(Data from a point-labeling set)
— Begin —

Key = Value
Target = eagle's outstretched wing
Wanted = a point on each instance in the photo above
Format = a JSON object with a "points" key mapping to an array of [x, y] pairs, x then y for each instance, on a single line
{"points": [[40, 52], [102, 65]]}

— End —

Present every line of the data above as a numbered list, leaving out any blank lines.

1. Key = Value
2. Target = eagle's outstretched wing
3. Wanted = a point on each instance in the photo above
4. Format = a JSON object with a "points" key mapping to an array of [x, y] pairs, x then y for each instance, on a single line
5. {"points": [[40, 52], [102, 65]]}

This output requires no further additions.